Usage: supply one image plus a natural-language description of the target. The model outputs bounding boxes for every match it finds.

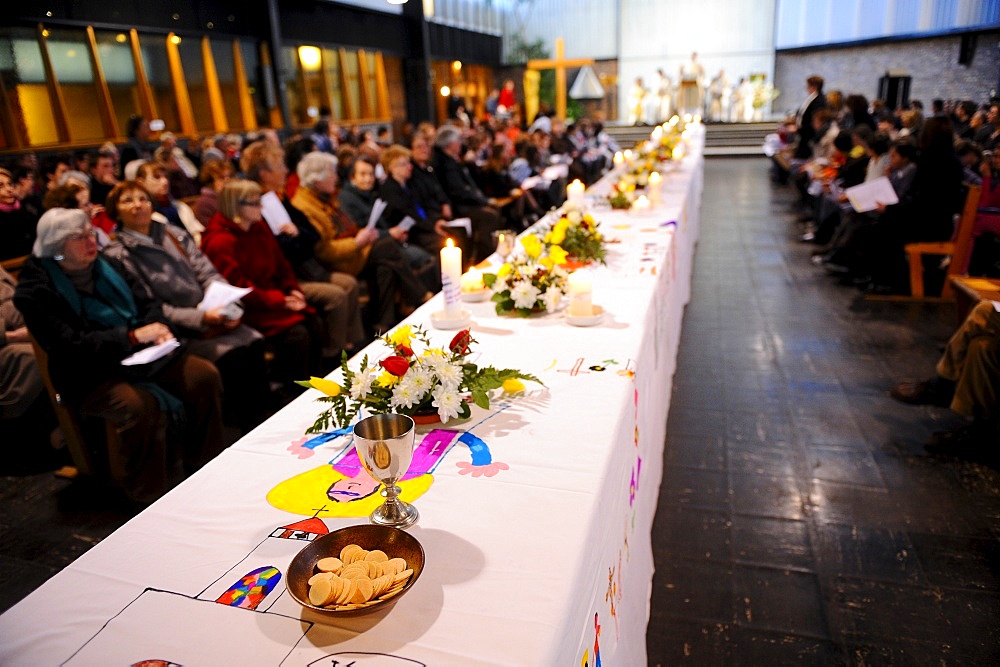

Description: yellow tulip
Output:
[521,234,542,259]
[389,324,413,347]
[503,378,524,394]
[309,377,341,396]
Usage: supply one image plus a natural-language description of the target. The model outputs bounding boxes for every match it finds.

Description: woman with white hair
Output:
[292,152,433,332]
[14,208,225,503]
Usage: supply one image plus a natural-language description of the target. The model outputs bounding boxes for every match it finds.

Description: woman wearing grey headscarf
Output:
[14,208,225,502]
[104,181,270,431]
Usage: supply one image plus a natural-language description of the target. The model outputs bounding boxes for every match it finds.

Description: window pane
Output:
[177,37,211,132]
[323,49,344,120]
[46,29,104,141]
[365,52,378,117]
[0,28,59,145]
[343,51,362,120]
[139,35,181,132]
[234,42,271,127]
[210,39,244,129]
[95,31,141,135]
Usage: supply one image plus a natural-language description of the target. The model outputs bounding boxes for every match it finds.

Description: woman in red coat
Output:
[201,179,322,389]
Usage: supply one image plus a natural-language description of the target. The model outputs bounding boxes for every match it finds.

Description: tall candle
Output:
[441,239,462,320]
[569,271,594,317]
[566,179,586,206]
[646,171,663,206]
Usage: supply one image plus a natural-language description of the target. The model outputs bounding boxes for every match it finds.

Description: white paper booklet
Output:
[844,176,899,213]
[122,338,181,366]
[260,192,292,236]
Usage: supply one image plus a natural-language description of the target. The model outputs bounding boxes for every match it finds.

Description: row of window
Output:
[0,25,391,150]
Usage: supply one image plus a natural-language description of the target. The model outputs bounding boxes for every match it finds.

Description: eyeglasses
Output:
[66,227,97,241]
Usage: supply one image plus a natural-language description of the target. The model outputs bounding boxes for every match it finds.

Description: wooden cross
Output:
[527,37,594,120]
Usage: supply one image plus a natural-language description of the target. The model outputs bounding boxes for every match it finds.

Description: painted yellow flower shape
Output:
[309,377,341,396]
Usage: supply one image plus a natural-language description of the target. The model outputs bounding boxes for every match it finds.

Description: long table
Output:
[0,137,702,667]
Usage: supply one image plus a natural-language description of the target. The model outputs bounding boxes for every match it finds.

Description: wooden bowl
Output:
[286,524,424,617]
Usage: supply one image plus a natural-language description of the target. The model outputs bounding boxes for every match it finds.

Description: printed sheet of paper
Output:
[198,280,253,310]
[844,176,899,213]
[122,338,181,366]
[260,192,292,236]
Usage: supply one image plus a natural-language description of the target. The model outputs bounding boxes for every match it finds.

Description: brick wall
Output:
[774,32,1000,114]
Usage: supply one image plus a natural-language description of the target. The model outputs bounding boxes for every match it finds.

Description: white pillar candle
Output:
[441,239,462,320]
[462,266,486,292]
[646,171,663,206]
[566,179,586,206]
[569,270,594,317]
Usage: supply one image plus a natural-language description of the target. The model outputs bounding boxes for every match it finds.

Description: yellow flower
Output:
[545,218,569,245]
[389,324,413,347]
[378,371,400,389]
[549,245,569,264]
[521,234,542,259]
[503,378,524,394]
[309,377,340,396]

____________

EXERCISE OBJECTIVE: Rewrite all of the data above with "bounding boxes" replaced by "box coordinates" everywhere it appears and nothing else changed. Leave the pictures out.

COMPLETED TASK:
Usage: supply one image plus a natural-language description of the target. The model outputs box coordinates for every match it finds.


Description: yellow tulip
Output:
[521,234,542,259]
[389,324,413,347]
[503,378,524,394]
[309,377,341,396]
Usage: supply one image plus a natural-language description of the target. The model outputs box coordinates for every match it finds.

Description: woman with white hair
Output:
[292,152,433,332]
[14,208,225,503]
Usage: supply one image plus a natural-language description of the target. The model outputs box coordinates for every match it finds.

Description: woman wearing grey headscarf
Output:
[14,208,225,502]
[104,181,270,431]
Usage: supply one image plus a natural-language description of the target. The model outputs box coordinates for every match it finds.

Description: window pane
Output:
[177,37,211,132]
[323,49,344,120]
[46,29,104,141]
[365,52,378,117]
[0,28,59,145]
[343,51,362,120]
[139,35,181,132]
[234,42,271,127]
[210,39,244,129]
[95,31,141,135]
Usage: supply one image plus a natural-language description of the target. The model outputs box coordinates for every match it finds.

Description: woman in red coat
Output:
[201,179,322,389]
Usage: supply one image plus a natural-language description of the target. The model outputs box coordinates for every match it finds.

Description: tall candle
Output:
[441,239,462,320]
[569,271,594,317]
[566,179,586,206]
[646,171,663,206]
Usage: supply one image plus a natural-language description of the target. The model outputs box coordinates for every match it finds.

Description: white paper booklet
Output:
[844,176,899,213]
[122,338,181,366]
[260,192,292,236]
Usage: supply one image plus a natural-language description of the target. The model outputs box coordinates for every match it finds.

Description: row of window
Output:
[0,25,391,150]
Usage: supply one image plus a natural-language description of the target. The model outputs box coordinates for every match it finds.

Description: eyeglasses
Output:
[66,227,97,241]
Usage: supply one image plus a natural-language description of the target. The model outputs box coordinates for every match it finds.

Description: wooden cross
Output:
[527,37,594,120]
Usage: supply one image plus a natural-language description of the target. The model outputs box coordinates for every match it finds.

Description: painted yellow flower shape
Output:
[309,377,341,396]
Usage: supply one image plus a natural-language description of the target. The model outputs box coordinates for every match it finds.

Description: long table
Output:
[0,137,702,667]
Usage: supply one image plus a natural-language description of the target. The model outputs box coordinates for every match it finds.

Description: wooden bowl
Output:
[286,524,424,617]
Usage: supply one image plus a natural-language description of the target. The model outputs box coordinates for every match it finds.

Description: printed sheet of paper
Output:
[198,280,253,310]
[844,176,899,213]
[122,338,181,366]
[260,192,292,236]
Usage: supply one image plus a natural-language description of the target. The model outputs box coordinates for every match it finds.

Description: brick wall
Output:
[774,32,1000,114]
Usage: supply one image plus a natural-language description of the target. The model outputs box coordinates for every match it finds.

Description: white pillar candle
Output:
[441,239,462,320]
[462,266,486,292]
[646,171,663,206]
[566,179,586,206]
[569,270,594,317]
Usage: supply one image plus a natural-language description of the target. The model outputs box coordinates for every match it finds.

Description: yellow flower
Output:
[545,218,569,245]
[389,324,413,347]
[378,371,400,389]
[549,245,569,264]
[521,234,542,259]
[503,378,524,394]
[309,377,340,396]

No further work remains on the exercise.